*EXERCISE REQUIREMENTS*:
Please report how many lines below contain "pedestrian", writing nothing except the number.

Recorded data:
********************

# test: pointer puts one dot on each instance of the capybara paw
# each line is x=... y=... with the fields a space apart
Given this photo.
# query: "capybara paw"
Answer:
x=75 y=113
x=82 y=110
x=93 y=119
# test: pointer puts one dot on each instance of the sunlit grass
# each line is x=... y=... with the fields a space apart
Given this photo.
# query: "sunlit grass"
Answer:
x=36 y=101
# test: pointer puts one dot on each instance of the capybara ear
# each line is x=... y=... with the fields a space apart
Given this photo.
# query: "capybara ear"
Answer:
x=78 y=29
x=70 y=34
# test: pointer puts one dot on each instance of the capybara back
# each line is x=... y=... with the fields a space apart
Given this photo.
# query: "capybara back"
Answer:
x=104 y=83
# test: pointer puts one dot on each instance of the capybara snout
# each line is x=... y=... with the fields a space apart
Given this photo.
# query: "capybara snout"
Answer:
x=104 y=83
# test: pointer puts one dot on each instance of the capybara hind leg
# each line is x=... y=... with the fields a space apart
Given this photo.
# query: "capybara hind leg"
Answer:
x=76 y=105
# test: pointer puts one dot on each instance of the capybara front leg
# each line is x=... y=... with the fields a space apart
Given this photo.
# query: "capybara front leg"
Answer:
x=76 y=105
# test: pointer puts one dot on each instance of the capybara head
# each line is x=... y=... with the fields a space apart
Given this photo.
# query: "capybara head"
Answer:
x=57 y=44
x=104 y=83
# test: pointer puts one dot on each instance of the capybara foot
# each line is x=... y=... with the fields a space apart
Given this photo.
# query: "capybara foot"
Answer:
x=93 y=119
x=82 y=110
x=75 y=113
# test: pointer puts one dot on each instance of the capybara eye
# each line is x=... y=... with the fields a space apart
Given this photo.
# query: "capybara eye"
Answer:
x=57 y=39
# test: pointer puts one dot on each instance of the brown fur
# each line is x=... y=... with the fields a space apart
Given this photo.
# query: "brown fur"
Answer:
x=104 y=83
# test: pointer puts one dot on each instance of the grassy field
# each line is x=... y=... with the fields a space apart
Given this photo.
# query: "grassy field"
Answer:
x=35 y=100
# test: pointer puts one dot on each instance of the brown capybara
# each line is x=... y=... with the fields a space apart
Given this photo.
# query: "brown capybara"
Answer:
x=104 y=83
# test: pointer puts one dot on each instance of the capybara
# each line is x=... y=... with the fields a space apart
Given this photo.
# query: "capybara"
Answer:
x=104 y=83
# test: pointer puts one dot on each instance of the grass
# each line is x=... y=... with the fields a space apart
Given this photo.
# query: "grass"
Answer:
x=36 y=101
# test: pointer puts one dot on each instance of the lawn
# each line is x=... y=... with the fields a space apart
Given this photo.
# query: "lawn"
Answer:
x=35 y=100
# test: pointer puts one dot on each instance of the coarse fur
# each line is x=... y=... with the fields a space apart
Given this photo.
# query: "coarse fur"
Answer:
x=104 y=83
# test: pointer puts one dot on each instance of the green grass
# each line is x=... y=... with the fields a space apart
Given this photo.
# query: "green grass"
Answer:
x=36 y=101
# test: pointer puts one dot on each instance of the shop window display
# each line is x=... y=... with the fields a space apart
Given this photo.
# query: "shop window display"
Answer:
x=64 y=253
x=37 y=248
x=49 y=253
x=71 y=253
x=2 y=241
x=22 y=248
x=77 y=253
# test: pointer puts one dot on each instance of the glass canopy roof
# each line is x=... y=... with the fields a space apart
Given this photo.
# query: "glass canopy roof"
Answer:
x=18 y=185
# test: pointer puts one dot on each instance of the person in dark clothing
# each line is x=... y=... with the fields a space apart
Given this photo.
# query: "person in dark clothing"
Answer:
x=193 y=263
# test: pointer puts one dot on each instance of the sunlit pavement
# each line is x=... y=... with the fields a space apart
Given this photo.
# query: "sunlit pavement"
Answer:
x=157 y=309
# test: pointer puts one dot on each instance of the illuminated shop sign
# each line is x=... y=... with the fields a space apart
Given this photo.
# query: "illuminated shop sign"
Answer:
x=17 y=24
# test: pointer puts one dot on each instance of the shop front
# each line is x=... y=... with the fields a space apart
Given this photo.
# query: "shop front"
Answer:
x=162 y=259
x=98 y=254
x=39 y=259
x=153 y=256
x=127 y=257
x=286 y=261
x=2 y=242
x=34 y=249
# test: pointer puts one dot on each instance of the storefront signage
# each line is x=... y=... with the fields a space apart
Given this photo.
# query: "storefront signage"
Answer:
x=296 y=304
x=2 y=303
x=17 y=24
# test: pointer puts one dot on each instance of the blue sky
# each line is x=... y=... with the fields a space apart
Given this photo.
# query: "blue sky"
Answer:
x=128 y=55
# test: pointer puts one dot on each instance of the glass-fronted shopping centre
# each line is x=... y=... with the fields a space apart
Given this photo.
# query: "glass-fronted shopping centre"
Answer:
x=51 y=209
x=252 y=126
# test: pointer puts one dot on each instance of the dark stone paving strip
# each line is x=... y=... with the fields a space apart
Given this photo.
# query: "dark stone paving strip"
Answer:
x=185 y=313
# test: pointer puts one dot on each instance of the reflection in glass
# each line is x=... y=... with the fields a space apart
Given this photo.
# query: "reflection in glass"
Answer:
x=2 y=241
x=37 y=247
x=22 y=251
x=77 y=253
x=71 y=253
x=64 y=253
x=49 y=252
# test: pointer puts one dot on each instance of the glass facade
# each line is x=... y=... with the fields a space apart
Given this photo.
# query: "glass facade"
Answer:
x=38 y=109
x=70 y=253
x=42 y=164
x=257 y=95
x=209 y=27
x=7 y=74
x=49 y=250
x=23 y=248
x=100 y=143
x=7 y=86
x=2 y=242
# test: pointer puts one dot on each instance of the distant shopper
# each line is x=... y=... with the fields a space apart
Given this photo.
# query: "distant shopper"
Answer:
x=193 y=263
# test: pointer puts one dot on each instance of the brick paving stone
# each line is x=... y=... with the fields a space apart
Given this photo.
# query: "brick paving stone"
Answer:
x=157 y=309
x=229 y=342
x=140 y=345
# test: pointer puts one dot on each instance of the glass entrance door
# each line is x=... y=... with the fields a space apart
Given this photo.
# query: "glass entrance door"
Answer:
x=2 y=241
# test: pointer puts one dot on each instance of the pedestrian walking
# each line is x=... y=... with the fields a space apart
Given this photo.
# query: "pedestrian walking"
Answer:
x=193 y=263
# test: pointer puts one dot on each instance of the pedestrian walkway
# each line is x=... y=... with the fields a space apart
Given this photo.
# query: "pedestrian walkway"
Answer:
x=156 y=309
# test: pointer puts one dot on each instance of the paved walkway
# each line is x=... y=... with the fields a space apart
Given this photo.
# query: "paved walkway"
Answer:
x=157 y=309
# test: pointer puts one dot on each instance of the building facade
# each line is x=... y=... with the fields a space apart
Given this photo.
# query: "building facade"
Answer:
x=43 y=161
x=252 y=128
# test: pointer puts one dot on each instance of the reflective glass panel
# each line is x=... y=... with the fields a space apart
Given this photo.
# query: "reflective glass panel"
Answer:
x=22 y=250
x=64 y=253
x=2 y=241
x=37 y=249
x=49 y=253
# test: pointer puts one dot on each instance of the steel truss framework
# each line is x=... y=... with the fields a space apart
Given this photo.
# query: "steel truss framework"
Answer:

********************

*EXERCISE ANSWER*:
4